(Image-grounded pointing data)
※

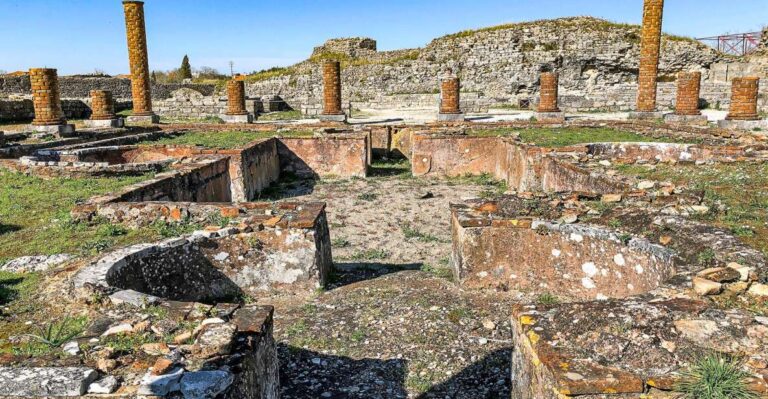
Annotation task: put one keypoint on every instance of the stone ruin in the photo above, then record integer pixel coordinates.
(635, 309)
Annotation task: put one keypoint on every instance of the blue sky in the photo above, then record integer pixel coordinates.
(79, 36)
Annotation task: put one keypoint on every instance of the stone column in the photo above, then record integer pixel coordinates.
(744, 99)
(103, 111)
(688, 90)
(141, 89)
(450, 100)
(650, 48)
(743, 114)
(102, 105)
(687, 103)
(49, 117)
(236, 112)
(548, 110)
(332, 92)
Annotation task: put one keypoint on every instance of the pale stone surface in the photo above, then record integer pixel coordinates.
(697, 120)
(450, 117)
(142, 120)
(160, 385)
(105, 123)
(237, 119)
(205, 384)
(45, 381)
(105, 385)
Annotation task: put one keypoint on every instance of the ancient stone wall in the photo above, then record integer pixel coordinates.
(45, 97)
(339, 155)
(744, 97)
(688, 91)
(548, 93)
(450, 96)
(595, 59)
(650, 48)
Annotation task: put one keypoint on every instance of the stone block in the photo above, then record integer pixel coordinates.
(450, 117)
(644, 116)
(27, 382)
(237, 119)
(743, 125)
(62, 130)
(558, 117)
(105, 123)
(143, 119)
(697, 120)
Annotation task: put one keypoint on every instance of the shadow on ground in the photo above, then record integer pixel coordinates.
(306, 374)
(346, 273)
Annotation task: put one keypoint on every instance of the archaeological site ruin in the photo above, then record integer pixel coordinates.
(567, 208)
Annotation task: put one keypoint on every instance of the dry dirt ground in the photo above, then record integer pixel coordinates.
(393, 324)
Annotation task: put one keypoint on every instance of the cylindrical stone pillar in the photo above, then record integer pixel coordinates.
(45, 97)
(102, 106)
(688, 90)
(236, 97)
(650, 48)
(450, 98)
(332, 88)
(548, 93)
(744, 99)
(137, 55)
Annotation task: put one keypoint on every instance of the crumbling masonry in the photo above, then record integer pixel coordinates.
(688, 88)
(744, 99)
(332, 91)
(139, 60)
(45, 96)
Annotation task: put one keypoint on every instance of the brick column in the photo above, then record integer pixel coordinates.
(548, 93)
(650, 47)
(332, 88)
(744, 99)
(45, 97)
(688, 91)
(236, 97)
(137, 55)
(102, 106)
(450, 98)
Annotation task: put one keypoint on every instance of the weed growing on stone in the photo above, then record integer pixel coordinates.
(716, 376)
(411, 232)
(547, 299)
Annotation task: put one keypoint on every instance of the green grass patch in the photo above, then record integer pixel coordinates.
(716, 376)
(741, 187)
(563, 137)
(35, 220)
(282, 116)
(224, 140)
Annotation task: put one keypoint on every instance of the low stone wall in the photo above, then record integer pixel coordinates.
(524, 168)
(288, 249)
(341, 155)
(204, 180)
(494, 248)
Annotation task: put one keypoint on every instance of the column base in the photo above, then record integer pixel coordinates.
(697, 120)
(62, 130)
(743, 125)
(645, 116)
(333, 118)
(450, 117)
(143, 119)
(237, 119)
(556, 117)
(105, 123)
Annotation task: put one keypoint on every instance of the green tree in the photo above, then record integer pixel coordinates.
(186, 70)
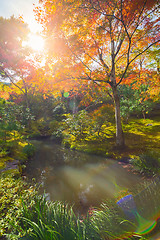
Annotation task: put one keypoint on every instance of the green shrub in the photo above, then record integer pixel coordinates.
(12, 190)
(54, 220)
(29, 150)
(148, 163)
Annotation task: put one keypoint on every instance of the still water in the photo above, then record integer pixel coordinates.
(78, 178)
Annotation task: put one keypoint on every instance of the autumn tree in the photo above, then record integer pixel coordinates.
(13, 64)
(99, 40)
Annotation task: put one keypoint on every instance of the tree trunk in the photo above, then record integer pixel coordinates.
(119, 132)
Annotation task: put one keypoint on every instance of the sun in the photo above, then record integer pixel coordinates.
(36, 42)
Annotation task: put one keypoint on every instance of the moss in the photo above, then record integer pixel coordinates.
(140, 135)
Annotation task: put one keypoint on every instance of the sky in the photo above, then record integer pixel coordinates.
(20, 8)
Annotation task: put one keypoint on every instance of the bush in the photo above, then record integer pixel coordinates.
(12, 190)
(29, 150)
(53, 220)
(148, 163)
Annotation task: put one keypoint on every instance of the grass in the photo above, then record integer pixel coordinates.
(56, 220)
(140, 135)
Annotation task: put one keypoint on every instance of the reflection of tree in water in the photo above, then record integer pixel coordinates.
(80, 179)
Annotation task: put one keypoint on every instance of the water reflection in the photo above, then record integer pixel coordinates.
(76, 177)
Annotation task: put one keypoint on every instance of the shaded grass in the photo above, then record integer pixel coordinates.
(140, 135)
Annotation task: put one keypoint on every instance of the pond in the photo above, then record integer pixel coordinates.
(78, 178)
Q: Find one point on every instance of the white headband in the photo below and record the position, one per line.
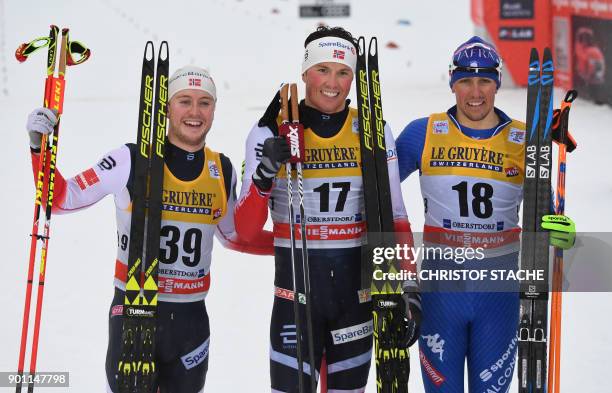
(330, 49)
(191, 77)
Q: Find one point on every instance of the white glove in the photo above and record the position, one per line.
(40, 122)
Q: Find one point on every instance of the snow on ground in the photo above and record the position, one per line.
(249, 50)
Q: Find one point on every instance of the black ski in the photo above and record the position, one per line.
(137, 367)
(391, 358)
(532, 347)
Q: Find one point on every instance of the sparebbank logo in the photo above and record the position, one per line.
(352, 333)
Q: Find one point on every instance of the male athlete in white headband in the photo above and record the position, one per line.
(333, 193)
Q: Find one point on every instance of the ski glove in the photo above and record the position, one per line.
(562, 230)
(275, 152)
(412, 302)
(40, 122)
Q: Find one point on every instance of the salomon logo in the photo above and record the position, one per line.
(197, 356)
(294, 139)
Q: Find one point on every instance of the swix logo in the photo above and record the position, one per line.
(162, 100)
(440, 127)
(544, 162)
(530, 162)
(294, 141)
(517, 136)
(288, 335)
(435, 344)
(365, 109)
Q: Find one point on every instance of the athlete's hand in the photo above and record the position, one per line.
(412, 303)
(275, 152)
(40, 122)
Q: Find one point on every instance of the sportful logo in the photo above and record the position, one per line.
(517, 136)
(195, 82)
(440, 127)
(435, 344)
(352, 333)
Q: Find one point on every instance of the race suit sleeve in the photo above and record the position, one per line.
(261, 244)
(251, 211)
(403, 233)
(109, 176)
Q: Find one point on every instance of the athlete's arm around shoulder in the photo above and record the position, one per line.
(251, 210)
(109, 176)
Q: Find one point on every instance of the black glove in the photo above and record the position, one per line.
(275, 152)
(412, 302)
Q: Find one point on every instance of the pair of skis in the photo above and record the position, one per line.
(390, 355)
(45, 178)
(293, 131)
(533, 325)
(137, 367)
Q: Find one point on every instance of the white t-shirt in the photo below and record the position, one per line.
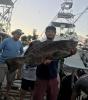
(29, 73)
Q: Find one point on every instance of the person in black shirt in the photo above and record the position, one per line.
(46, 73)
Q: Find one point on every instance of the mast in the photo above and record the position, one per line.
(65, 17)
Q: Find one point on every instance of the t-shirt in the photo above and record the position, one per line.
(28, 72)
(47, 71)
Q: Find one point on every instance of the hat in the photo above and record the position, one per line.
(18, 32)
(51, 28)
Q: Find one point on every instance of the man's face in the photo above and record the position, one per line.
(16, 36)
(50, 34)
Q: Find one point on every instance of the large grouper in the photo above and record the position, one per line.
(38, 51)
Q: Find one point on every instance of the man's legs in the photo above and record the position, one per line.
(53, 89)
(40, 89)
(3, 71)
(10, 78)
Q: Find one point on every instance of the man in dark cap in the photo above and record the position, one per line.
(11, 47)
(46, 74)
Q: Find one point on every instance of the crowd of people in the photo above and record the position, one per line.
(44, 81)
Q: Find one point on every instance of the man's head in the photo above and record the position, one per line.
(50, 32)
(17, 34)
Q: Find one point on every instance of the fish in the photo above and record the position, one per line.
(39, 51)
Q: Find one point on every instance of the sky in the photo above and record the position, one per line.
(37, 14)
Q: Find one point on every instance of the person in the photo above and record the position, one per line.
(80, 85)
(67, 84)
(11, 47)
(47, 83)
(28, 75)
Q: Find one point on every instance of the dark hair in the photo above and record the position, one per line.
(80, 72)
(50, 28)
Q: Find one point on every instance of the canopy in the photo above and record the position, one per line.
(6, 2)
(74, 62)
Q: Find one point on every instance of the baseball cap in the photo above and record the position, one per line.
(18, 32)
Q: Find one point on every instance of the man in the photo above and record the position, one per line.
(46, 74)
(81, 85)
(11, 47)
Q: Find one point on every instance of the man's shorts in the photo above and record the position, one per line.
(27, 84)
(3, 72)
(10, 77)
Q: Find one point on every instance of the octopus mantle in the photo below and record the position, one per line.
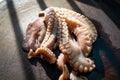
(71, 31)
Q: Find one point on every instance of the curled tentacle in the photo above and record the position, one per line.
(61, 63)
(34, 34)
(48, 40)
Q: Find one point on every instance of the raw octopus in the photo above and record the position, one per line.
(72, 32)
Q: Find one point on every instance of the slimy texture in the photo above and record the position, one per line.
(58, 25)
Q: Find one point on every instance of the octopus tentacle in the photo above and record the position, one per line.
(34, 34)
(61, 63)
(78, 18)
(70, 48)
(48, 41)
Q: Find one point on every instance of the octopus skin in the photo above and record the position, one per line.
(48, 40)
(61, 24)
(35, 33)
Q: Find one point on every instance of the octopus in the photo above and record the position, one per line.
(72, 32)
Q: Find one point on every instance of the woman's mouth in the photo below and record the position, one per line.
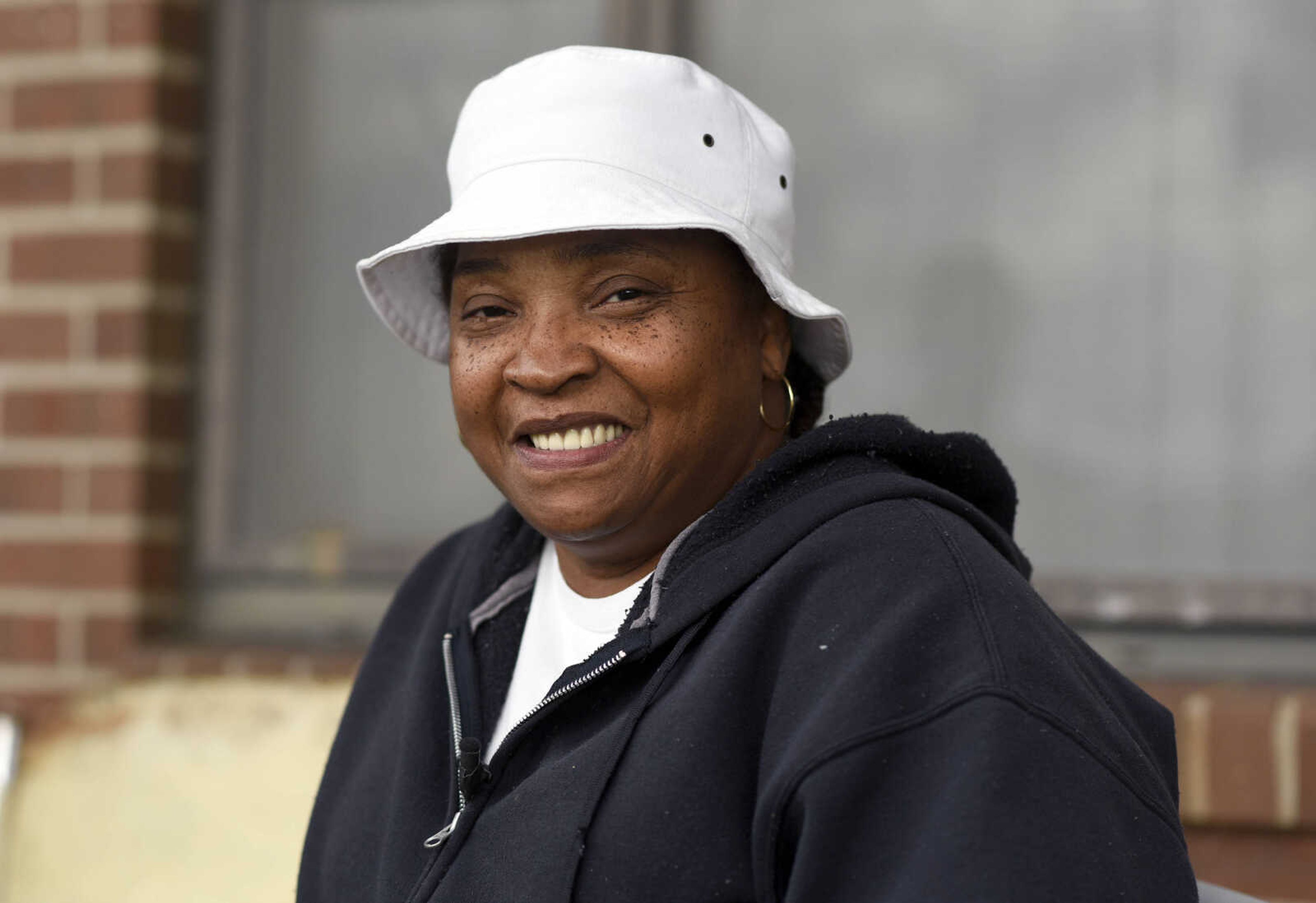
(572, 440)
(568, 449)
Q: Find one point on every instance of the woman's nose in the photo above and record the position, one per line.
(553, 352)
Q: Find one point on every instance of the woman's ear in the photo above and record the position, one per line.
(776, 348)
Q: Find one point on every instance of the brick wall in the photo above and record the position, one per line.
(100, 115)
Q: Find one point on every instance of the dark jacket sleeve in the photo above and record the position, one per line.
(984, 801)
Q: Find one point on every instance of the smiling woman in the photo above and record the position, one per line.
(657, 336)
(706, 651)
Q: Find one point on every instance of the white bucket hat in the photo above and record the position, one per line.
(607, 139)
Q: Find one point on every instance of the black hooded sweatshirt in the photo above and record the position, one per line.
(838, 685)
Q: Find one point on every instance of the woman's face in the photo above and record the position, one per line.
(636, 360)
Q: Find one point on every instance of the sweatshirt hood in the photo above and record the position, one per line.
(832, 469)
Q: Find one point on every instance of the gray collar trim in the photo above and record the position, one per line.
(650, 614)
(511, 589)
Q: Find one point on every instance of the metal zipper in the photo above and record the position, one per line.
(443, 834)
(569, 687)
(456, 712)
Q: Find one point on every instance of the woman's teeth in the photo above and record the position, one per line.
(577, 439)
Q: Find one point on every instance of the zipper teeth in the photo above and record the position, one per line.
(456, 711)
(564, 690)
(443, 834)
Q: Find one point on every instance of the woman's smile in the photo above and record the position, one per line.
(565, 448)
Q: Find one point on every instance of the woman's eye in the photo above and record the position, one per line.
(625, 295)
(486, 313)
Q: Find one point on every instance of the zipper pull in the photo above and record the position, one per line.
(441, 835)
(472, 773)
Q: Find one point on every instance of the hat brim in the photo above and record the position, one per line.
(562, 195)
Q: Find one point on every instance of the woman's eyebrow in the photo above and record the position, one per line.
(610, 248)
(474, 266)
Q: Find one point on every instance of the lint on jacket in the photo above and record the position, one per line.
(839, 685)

※

From the line holding "Q: Find one point on every instance of the zipper teeth" to the last line of the records, quote each line exactly and add nothing.

:: Written response ::
Q: Find one point on every instance of the zipper teeth in the photo above and record the position, one per line.
(456, 711)
(564, 690)
(443, 834)
Q: Find one point on every instance of the woman's smile in the photo above and record the position, one per line.
(565, 448)
Q: Find one point on every instance of the woman's eye in the photo above and record the position, one per line.
(625, 295)
(486, 313)
Q: Find one point on every instance of the zipper pull in the photo above and record the position, one per line.
(441, 835)
(472, 773)
Q: Find one point on every instance of the hat brim in the photo above and record the position, one per line.
(562, 195)
Q: Find one point on every instance of the woman's eyebrow in the photo above and record the position, one per line.
(610, 248)
(474, 266)
Q: Find one point on every instance of the lint on jacket in the photo above and record the position, one per line.
(839, 685)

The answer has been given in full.